• _Stated exercise_:
Reproduce every line of the material below word for word, but leave the pictures out.

(Outline labeling records)
______________________________
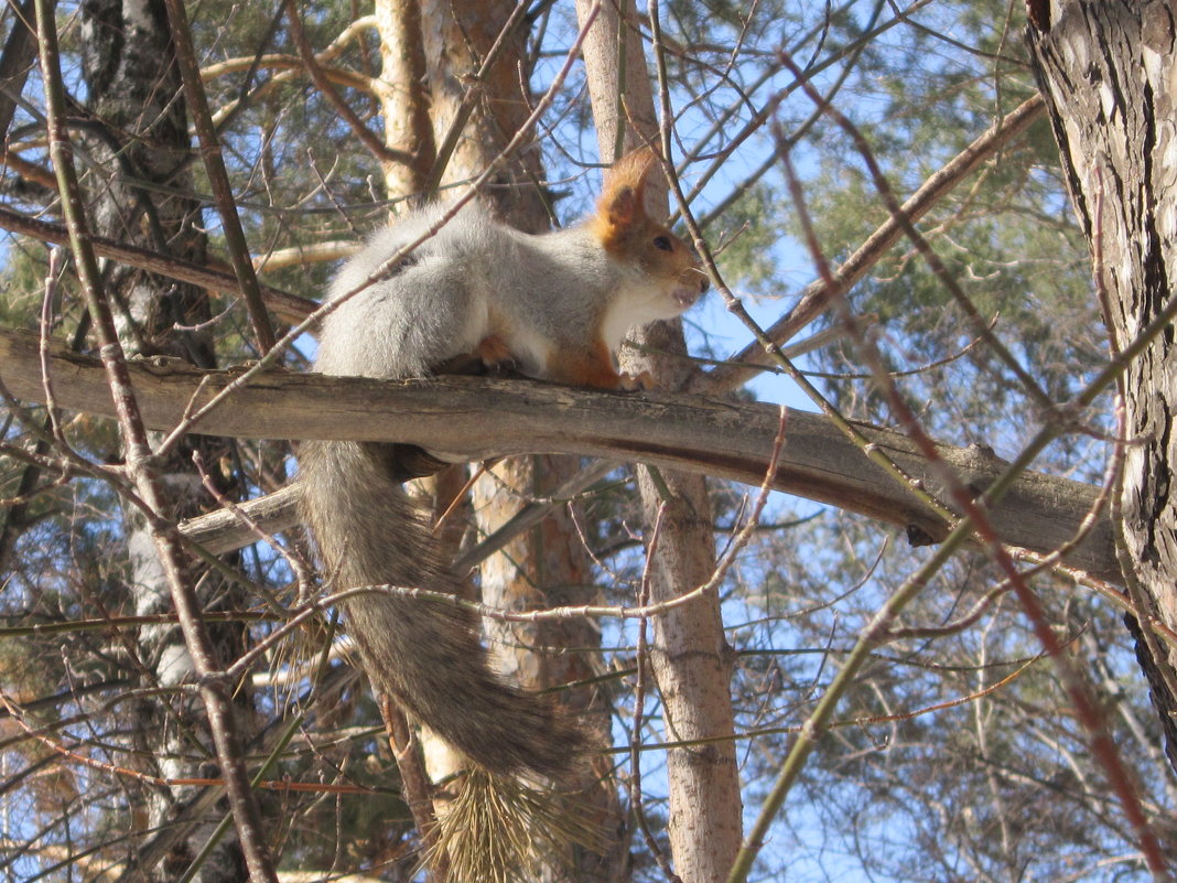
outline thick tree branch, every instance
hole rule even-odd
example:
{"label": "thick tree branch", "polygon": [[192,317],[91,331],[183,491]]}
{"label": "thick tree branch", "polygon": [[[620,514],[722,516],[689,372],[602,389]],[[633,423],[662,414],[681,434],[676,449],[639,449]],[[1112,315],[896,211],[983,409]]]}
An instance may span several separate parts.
______________________________
• _Finished answer_:
outline thick tree branch, every instance
hole rule even-odd
example:
{"label": "thick tree branch", "polygon": [[192,317],[91,331],[183,491]]}
{"label": "thick tree branch", "polygon": [[[620,514],[722,516],[689,372],[602,389]],[[633,423],[662,414],[681,434],[676,449],[639,449]],[[1112,315],[896,211],[983,409]]]}
An instance may span several separate parts.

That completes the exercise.